SOURCE MATERIAL:
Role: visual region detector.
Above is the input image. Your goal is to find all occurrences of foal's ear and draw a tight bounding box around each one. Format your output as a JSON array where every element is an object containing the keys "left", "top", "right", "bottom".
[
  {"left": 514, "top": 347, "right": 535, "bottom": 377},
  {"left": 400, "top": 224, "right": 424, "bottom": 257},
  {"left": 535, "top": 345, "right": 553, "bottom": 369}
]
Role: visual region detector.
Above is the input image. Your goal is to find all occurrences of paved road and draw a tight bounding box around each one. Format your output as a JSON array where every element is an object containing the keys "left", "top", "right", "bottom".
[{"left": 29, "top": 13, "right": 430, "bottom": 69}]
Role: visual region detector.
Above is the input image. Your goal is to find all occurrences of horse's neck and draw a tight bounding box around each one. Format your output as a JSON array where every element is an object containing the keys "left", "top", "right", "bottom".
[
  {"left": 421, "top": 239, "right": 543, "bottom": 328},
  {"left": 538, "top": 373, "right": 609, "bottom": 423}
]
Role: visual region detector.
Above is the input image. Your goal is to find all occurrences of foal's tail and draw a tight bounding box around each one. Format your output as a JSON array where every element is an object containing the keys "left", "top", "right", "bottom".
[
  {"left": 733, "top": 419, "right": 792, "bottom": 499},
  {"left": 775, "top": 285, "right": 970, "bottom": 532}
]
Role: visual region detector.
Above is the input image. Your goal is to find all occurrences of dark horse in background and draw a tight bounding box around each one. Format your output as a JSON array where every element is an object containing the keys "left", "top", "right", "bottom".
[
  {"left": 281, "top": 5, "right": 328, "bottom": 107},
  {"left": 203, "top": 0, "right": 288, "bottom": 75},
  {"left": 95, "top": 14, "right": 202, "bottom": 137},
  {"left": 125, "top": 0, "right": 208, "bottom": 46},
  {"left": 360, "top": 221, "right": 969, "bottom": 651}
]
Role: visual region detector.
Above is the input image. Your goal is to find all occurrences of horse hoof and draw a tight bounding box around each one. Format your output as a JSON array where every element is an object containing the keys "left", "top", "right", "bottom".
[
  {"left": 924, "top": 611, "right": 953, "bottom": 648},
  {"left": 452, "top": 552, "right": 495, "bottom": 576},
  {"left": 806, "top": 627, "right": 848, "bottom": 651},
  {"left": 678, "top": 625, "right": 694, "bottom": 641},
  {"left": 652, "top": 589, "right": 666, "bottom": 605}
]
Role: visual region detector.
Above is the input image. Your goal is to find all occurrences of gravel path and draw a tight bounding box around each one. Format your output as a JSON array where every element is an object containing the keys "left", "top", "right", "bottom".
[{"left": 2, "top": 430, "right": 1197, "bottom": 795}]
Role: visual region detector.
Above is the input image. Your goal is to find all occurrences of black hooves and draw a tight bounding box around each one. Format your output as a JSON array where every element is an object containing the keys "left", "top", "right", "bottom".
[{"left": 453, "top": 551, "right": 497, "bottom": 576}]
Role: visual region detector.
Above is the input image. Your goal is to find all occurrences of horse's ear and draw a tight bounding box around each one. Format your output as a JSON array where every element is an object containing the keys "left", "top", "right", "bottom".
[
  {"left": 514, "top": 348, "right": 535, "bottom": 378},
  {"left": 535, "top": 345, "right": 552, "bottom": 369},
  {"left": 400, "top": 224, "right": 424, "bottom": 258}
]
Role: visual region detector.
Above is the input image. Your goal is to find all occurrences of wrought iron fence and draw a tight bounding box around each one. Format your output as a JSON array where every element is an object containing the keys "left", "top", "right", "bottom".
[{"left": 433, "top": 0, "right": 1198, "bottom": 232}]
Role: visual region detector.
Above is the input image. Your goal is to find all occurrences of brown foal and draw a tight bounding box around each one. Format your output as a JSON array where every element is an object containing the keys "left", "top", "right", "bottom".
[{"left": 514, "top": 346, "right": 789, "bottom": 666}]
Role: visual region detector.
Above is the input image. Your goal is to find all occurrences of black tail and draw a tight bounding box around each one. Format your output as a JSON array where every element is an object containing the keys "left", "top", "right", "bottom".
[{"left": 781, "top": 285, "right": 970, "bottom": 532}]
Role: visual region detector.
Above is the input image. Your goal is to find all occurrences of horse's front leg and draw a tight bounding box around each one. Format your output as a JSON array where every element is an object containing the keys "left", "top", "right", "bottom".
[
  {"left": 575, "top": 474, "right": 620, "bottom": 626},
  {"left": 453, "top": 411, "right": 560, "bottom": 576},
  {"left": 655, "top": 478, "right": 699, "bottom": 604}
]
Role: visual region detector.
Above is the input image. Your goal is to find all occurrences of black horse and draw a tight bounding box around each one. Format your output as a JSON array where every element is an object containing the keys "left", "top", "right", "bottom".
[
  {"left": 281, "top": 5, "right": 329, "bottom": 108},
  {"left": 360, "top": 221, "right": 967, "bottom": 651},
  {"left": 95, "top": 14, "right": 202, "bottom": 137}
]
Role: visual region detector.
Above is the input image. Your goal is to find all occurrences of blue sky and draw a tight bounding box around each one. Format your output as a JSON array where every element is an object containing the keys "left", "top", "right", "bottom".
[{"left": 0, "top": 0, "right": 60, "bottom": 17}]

ASSIGNED TASK: Give the records again, exactly as they appear.

FINISHED TASK:
Role: visual region detector.
Above is the input image. Your goal is to find all occurrences of foal's ear and draw a tight bounding box around each one. Format your output as a JSON array where every element is an object containing the keys "left", "top", "right", "bottom".
[
  {"left": 514, "top": 347, "right": 535, "bottom": 377},
  {"left": 400, "top": 224, "right": 424, "bottom": 257},
  {"left": 535, "top": 345, "right": 553, "bottom": 369}
]
Role: visual region detector.
Above is the input image. Your goal is to find all occurrences of paved road and draw a tight bounding box around each one. Format your output as a JSON array where every element is an object containing the keys "left", "top", "right", "bottom".
[{"left": 29, "top": 13, "right": 430, "bottom": 69}]
Role: visual region detector.
Above is the input image. Your goal is to find all occurrences of horse's neck and draw a tight bounding box around each one. Format your output as a JSON array where every element is an object containing the keys "left", "top", "right", "bottom".
[
  {"left": 421, "top": 239, "right": 543, "bottom": 328},
  {"left": 538, "top": 373, "right": 609, "bottom": 423}
]
Role: visual region detector.
Above is the input image. Your goal is to find all occurrences of foal's tail and draw a tight bounding box around each one. Format your output as a JSON array where every element is an object containing the keys "left", "top", "right", "bottom".
[
  {"left": 733, "top": 419, "right": 792, "bottom": 499},
  {"left": 775, "top": 285, "right": 970, "bottom": 532}
]
Role: visual region detector.
Above is the input image. Your goal is to find all occurrences of dark horse in background and draw a tight bounding box around each one. Format your output as a JSON array where every element is an object containing the keys "left", "top", "right", "bottom".
[
  {"left": 281, "top": 5, "right": 328, "bottom": 107},
  {"left": 203, "top": 0, "right": 288, "bottom": 75},
  {"left": 95, "top": 14, "right": 202, "bottom": 137},
  {"left": 125, "top": 0, "right": 208, "bottom": 46},
  {"left": 360, "top": 221, "right": 969, "bottom": 651}
]
Role: visual region detector.
Above is the input image. Your goal is to find all occurrences of horse hoof and draw a tight bounding box around each one. Format your output as a JSON array where every element is an object containing the keys "left", "top", "right", "bottom".
[
  {"left": 924, "top": 611, "right": 953, "bottom": 648},
  {"left": 452, "top": 552, "right": 495, "bottom": 576},
  {"left": 806, "top": 627, "right": 848, "bottom": 651},
  {"left": 678, "top": 625, "right": 694, "bottom": 641},
  {"left": 652, "top": 589, "right": 666, "bottom": 605}
]
Role: visual region detector.
Above is the input image. Your goal is to find all occurrences of gravel path and draw a tight bounding box around each one. Format your output as a JSON array where every element is an object containing the keys "left", "top", "right", "bottom".
[{"left": 2, "top": 430, "right": 1197, "bottom": 795}]
Role: visual region detector.
Above is the input image. Your goal is to find all occurrences of black hooves and draw a tight bounding box around each one. Format your output as a JSON array where every element is an object containing the keys "left", "top", "right", "bottom".
[{"left": 453, "top": 551, "right": 497, "bottom": 576}]
Role: visual region detector.
Above is the input image. Your goal is to find all occurrences of horse's ear and draw a tight bounding box around each one. Format your output as a JSON array where every element is an object containing the keys "left", "top", "right", "bottom".
[
  {"left": 514, "top": 348, "right": 535, "bottom": 378},
  {"left": 535, "top": 345, "right": 552, "bottom": 369},
  {"left": 400, "top": 224, "right": 424, "bottom": 258}
]
Role: visual region detector.
Above is the input image. Your goal is to find all occurrences of wrought iron fence and draw a tight bounding box around each one. Format your output as a JSON array where every element is an object containing the keys "left", "top", "right", "bottom".
[{"left": 433, "top": 0, "right": 1198, "bottom": 232}]
Role: visual region detector.
Above is the input image. Your goal is to find all occurrences of brown foal and draw a tight bounding box around each one. Format your output as a JSON array where every element is an object containing the keys "left", "top", "right", "bottom".
[{"left": 514, "top": 346, "right": 789, "bottom": 666}]
Role: visual region detector.
Above is the input image. Your goal is to find all occurrences of black tail and draw a tight bounding box around each one. Format your output as a JSON array where every element is an object containing the keys "left", "top", "right", "bottom".
[{"left": 781, "top": 285, "right": 970, "bottom": 532}]
Role: visual region detector.
Above is the input image. Your goal is to find all occurrences of horse's front leg and draw a tight bounding box around each one. Format your output as a JSON array where every element is an object containing the keys "left", "top", "right", "bottom".
[
  {"left": 575, "top": 474, "right": 620, "bottom": 626},
  {"left": 453, "top": 411, "right": 560, "bottom": 576},
  {"left": 655, "top": 478, "right": 699, "bottom": 604}
]
Role: visual region detector.
Above is the input image. Your goal is to find all occurrences of black horse and draw a tight bounding box around each one. Format your output as a JSON array where every element is an object containing the keys "left", "top", "right", "bottom".
[
  {"left": 281, "top": 5, "right": 329, "bottom": 108},
  {"left": 360, "top": 221, "right": 967, "bottom": 651},
  {"left": 95, "top": 14, "right": 202, "bottom": 137}
]
Role: visual region detector.
Above is the input image. Your goal is to find all occurrences of blue sky and draw a tight bounding box around each one. Format your output as a JSON array where every element is an object containing the keys "left", "top", "right", "bottom".
[{"left": 0, "top": 0, "right": 60, "bottom": 17}]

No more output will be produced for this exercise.